▸ **What the task asks**:
Your task is to transcribe all of the data below exactly, omitting the images.

▸ **Listed entries**:
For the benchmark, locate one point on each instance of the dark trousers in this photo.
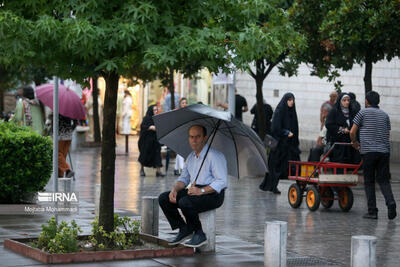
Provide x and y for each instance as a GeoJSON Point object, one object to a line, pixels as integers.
{"type": "Point", "coordinates": [376, 167]}
{"type": "Point", "coordinates": [190, 206]}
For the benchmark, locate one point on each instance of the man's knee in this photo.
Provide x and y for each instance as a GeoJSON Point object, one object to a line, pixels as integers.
{"type": "Point", "coordinates": [163, 198]}
{"type": "Point", "coordinates": [184, 203]}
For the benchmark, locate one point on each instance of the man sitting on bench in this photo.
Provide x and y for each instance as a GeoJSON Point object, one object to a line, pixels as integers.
{"type": "Point", "coordinates": [207, 193]}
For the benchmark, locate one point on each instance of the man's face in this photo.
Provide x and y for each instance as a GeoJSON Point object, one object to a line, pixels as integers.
{"type": "Point", "coordinates": [333, 96]}
{"type": "Point", "coordinates": [197, 140]}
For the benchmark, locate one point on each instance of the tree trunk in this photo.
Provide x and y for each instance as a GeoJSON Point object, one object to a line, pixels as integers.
{"type": "Point", "coordinates": [261, 116]}
{"type": "Point", "coordinates": [106, 217]}
{"type": "Point", "coordinates": [96, 119]}
{"type": "Point", "coordinates": [171, 88]}
{"type": "Point", "coordinates": [368, 73]}
{"type": "Point", "coordinates": [1, 101]}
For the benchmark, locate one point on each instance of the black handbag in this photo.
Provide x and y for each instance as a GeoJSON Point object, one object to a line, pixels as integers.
{"type": "Point", "coordinates": [270, 142]}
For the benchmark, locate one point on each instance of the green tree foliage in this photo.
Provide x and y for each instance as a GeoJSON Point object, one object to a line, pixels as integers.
{"type": "Point", "coordinates": [79, 39]}
{"type": "Point", "coordinates": [265, 40]}
{"type": "Point", "coordinates": [26, 163]}
{"type": "Point", "coordinates": [343, 33]}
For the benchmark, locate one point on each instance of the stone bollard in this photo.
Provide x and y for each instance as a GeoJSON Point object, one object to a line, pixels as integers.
{"type": "Point", "coordinates": [64, 186]}
{"type": "Point", "coordinates": [150, 212]}
{"type": "Point", "coordinates": [97, 191]}
{"type": "Point", "coordinates": [275, 240]}
{"type": "Point", "coordinates": [363, 251]}
{"type": "Point", "coordinates": [208, 224]}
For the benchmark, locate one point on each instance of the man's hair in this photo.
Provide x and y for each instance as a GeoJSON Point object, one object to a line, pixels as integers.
{"type": "Point", "coordinates": [373, 98]}
{"type": "Point", "coordinates": [202, 127]}
{"type": "Point", "coordinates": [28, 92]}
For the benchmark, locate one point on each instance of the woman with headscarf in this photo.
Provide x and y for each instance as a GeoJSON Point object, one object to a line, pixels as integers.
{"type": "Point", "coordinates": [285, 130]}
{"type": "Point", "coordinates": [30, 111]}
{"type": "Point", "coordinates": [149, 147]}
{"type": "Point", "coordinates": [338, 123]}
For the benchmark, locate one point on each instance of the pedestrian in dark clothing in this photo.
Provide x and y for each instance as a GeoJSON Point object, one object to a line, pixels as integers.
{"type": "Point", "coordinates": [285, 129]}
{"type": "Point", "coordinates": [338, 124]}
{"type": "Point", "coordinates": [374, 126]}
{"type": "Point", "coordinates": [149, 147]}
{"type": "Point", "coordinates": [355, 105]}
{"type": "Point", "coordinates": [268, 115]}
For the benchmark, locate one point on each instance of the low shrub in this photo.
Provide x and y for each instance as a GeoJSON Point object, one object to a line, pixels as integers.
{"type": "Point", "coordinates": [60, 238]}
{"type": "Point", "coordinates": [25, 162]}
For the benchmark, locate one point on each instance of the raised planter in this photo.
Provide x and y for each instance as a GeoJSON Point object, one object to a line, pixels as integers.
{"type": "Point", "coordinates": [21, 246]}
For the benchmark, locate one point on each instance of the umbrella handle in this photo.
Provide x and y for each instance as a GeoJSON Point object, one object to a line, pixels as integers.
{"type": "Point", "coordinates": [208, 148]}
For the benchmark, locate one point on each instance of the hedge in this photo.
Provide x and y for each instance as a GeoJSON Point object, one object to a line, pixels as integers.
{"type": "Point", "coordinates": [25, 162]}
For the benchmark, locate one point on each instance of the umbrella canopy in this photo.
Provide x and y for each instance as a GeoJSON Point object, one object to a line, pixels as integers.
{"type": "Point", "coordinates": [69, 103]}
{"type": "Point", "coordinates": [243, 149]}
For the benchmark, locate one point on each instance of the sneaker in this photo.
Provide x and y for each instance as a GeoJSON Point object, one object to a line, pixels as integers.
{"type": "Point", "coordinates": [159, 174]}
{"type": "Point", "coordinates": [392, 211]}
{"type": "Point", "coordinates": [198, 240]}
{"type": "Point", "coordinates": [69, 173]}
{"type": "Point", "coordinates": [372, 216]}
{"type": "Point", "coordinates": [184, 233]}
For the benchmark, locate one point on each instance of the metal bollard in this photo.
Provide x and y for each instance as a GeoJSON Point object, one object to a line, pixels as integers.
{"type": "Point", "coordinates": [208, 224]}
{"type": "Point", "coordinates": [97, 191]}
{"type": "Point", "coordinates": [275, 241]}
{"type": "Point", "coordinates": [363, 251]}
{"type": "Point", "coordinates": [150, 212]}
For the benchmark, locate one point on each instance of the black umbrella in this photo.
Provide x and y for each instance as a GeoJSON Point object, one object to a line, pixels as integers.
{"type": "Point", "coordinates": [243, 149]}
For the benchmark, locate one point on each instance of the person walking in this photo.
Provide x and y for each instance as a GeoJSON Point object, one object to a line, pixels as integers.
{"type": "Point", "coordinates": [338, 125]}
{"type": "Point", "coordinates": [179, 160]}
{"type": "Point", "coordinates": [149, 147]}
{"type": "Point", "coordinates": [374, 127]}
{"type": "Point", "coordinates": [30, 112]}
{"type": "Point", "coordinates": [268, 116]}
{"type": "Point", "coordinates": [66, 127]}
{"type": "Point", "coordinates": [327, 105]}
{"type": "Point", "coordinates": [285, 129]}
{"type": "Point", "coordinates": [205, 194]}
{"type": "Point", "coordinates": [126, 113]}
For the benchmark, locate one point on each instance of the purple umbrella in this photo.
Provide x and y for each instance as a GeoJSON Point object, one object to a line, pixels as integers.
{"type": "Point", "coordinates": [69, 103]}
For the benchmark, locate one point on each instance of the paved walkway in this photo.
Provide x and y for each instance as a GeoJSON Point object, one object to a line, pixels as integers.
{"type": "Point", "coordinates": [320, 238]}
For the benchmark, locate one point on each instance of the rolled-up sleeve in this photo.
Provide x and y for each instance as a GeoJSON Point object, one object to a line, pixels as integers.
{"type": "Point", "coordinates": [219, 170]}
{"type": "Point", "coordinates": [185, 176]}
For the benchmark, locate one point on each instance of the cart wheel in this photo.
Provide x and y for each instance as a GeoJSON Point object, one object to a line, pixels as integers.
{"type": "Point", "coordinates": [346, 199]}
{"type": "Point", "coordinates": [312, 198]}
{"type": "Point", "coordinates": [295, 196]}
{"type": "Point", "coordinates": [326, 197]}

▸ **Exercise answer**:
For the benchmark, locate one point on each instance of the dark trousers in this photo.
Provide x and y for each instance as a GeoJSON Point object, one object to a line, pixels as integers.
{"type": "Point", "coordinates": [376, 167]}
{"type": "Point", "coordinates": [190, 206]}
For the benchmark, locate one point on each instance of the man's knee in this photo.
Provide x and y for each instance as a GeoJSON Point object, one object to a line, pixels as integers.
{"type": "Point", "coordinates": [163, 198]}
{"type": "Point", "coordinates": [184, 203]}
For the benchmark, locate one point on each instance of the man sitting on bench in this photo.
Provide x and y for each instance as a GeoJSON Point object, one object to a line, pixels as integers.
{"type": "Point", "coordinates": [207, 193]}
For the benchmark, locate one point on each instance of the man's face in this photo.
Provide x and y for each instance as a GeoJSON Point object, one object to a line, pixels as integers.
{"type": "Point", "coordinates": [333, 96]}
{"type": "Point", "coordinates": [197, 140]}
For the benchmark, locate one point on each instance of the tree trunk in this photo.
Provide x and y for each instance as a GeoJSON Point object, one object to a line, pixels as integers.
{"type": "Point", "coordinates": [261, 116]}
{"type": "Point", "coordinates": [106, 217]}
{"type": "Point", "coordinates": [96, 119]}
{"type": "Point", "coordinates": [171, 88]}
{"type": "Point", "coordinates": [368, 73]}
{"type": "Point", "coordinates": [1, 101]}
For the benchmark, locate one point on each instance of the black handbag in this photo.
Provide x and y for each instance as a GeoJSON Point object, one object to a line, pixels as integers.
{"type": "Point", "coordinates": [270, 142]}
For the benchmark, locate one point on each instance of the green tree foliage in this photo.
Provide x and y for each instance as a GeoJSON Point object, one object to a line, pixels as integers.
{"type": "Point", "coordinates": [79, 39]}
{"type": "Point", "coordinates": [265, 40]}
{"type": "Point", "coordinates": [26, 163]}
{"type": "Point", "coordinates": [343, 33]}
For the benchmark, locate one point on each instance of the stone bollard in this photo.
Provide x and y for each instance as a GeoJSON Point object, one object to a line, pixels as integers.
{"type": "Point", "coordinates": [64, 186]}
{"type": "Point", "coordinates": [150, 212]}
{"type": "Point", "coordinates": [97, 191]}
{"type": "Point", "coordinates": [275, 240]}
{"type": "Point", "coordinates": [363, 251]}
{"type": "Point", "coordinates": [208, 224]}
For the benchmark, locate one point on each instance of the man's hair in this photo.
Provide x and y for each instance as a GeoJSON Point object, one object to a line, pixels as integers.
{"type": "Point", "coordinates": [373, 98]}
{"type": "Point", "coordinates": [202, 127]}
{"type": "Point", "coordinates": [28, 92]}
For the benchmark, locate one point on each instance of the woman with headscarf in this photo.
Provide x and y for each instance as a GeoJSON Point object, one object to a line, pixels as integers.
{"type": "Point", "coordinates": [285, 130]}
{"type": "Point", "coordinates": [30, 111]}
{"type": "Point", "coordinates": [149, 147]}
{"type": "Point", "coordinates": [338, 123]}
For the benchmark, locate one point on each instance of the pedestrian in dark clothing in this photo.
Provide x and y for each instance as a GeoJSON Point object, one object to a line, pixels as integers.
{"type": "Point", "coordinates": [285, 129]}
{"type": "Point", "coordinates": [338, 124]}
{"type": "Point", "coordinates": [374, 126]}
{"type": "Point", "coordinates": [149, 147]}
{"type": "Point", "coordinates": [355, 105]}
{"type": "Point", "coordinates": [268, 115]}
For the benchmark, locate one point on each instance of the low shrub in this photo.
Provide x and y for each instance as a GeoJSON Point object, one object to a line, pixels as integers.
{"type": "Point", "coordinates": [60, 238]}
{"type": "Point", "coordinates": [25, 162]}
For the benchmark, locate one point on each instance of the raised planter in this photo.
Provide x and y for each instance as a GeoJSON Point object, one object to a line, pixels as integers.
{"type": "Point", "coordinates": [21, 246]}
For the benchmark, locate one point on each instance of the umbrella handle in this photo.
Provide x and y for each instance as a GeoJSON Point object, one object to a line, pixels as integers.
{"type": "Point", "coordinates": [208, 148]}
For the benchmark, locate one point on each instance of the hedge in this photo.
Provide x and y for each instance as a GeoJSON Point object, one object to a line, pixels as integers.
{"type": "Point", "coordinates": [25, 162]}
For the benchmark, locate one point on each instance of the umbrella canopy in this photo.
Provide x and y for each instance as a GeoJSON Point object, one object to a line, pixels as integers.
{"type": "Point", "coordinates": [69, 103]}
{"type": "Point", "coordinates": [243, 149]}
For the benchmark, locate one point on each instance of the sneaker in this photo.
Provide x and y for each instance as a GeoJSON Point object, one object to a line, pixels as integers.
{"type": "Point", "coordinates": [159, 174]}
{"type": "Point", "coordinates": [392, 211]}
{"type": "Point", "coordinates": [198, 240]}
{"type": "Point", "coordinates": [69, 173]}
{"type": "Point", "coordinates": [372, 216]}
{"type": "Point", "coordinates": [184, 233]}
For the benchmark, locate one point on each instance of the metal bollard in this photo.
Provide x and y for each instance as a GeoJSON Point object, one object to a line, pixels as integers.
{"type": "Point", "coordinates": [208, 224]}
{"type": "Point", "coordinates": [97, 191]}
{"type": "Point", "coordinates": [275, 241]}
{"type": "Point", "coordinates": [363, 251]}
{"type": "Point", "coordinates": [150, 212]}
For the benchmark, locate one point on each instance of the black umbrella in this photo.
Provide x and y for each instance as a GeoJSON Point object, one object to a line, pixels as integers.
{"type": "Point", "coordinates": [243, 149]}
For the benchmark, locate one point on each instance of the person walking in this photo.
Provide x and y for each instance as a GeoJSON Point object, one object to a line, pixels as integers.
{"type": "Point", "coordinates": [338, 125]}
{"type": "Point", "coordinates": [179, 160]}
{"type": "Point", "coordinates": [149, 147]}
{"type": "Point", "coordinates": [374, 127]}
{"type": "Point", "coordinates": [30, 112]}
{"type": "Point", "coordinates": [268, 116]}
{"type": "Point", "coordinates": [66, 127]}
{"type": "Point", "coordinates": [327, 105]}
{"type": "Point", "coordinates": [285, 129]}
{"type": "Point", "coordinates": [205, 194]}
{"type": "Point", "coordinates": [126, 113]}
For the benchmark, locate one point on each instance of the purple umbrella in this photo.
Provide x and y for each instance as a GeoJSON Point object, one object to a line, pixels as integers.
{"type": "Point", "coordinates": [69, 103]}
For the benchmark, locate one point on each instance of the paved walkway in this photo.
Provide x and y for each instance as a GeoJSON Point object, one object to a line, pixels as integers.
{"type": "Point", "coordinates": [320, 238]}
For the benchmark, locate one point on each instance of the rolled-up sleeve in this photo.
Provide x and y for each instance as a GeoJSON Point object, one object to a line, pixels as integers.
{"type": "Point", "coordinates": [219, 170]}
{"type": "Point", "coordinates": [185, 176]}
For the benchmark, locate one point on each instance of the cart wheel in this photo.
Provide x and y for each instance as a GeoJSON Point object, one object to a line, pixels as integers.
{"type": "Point", "coordinates": [346, 199]}
{"type": "Point", "coordinates": [312, 198]}
{"type": "Point", "coordinates": [295, 196]}
{"type": "Point", "coordinates": [326, 197]}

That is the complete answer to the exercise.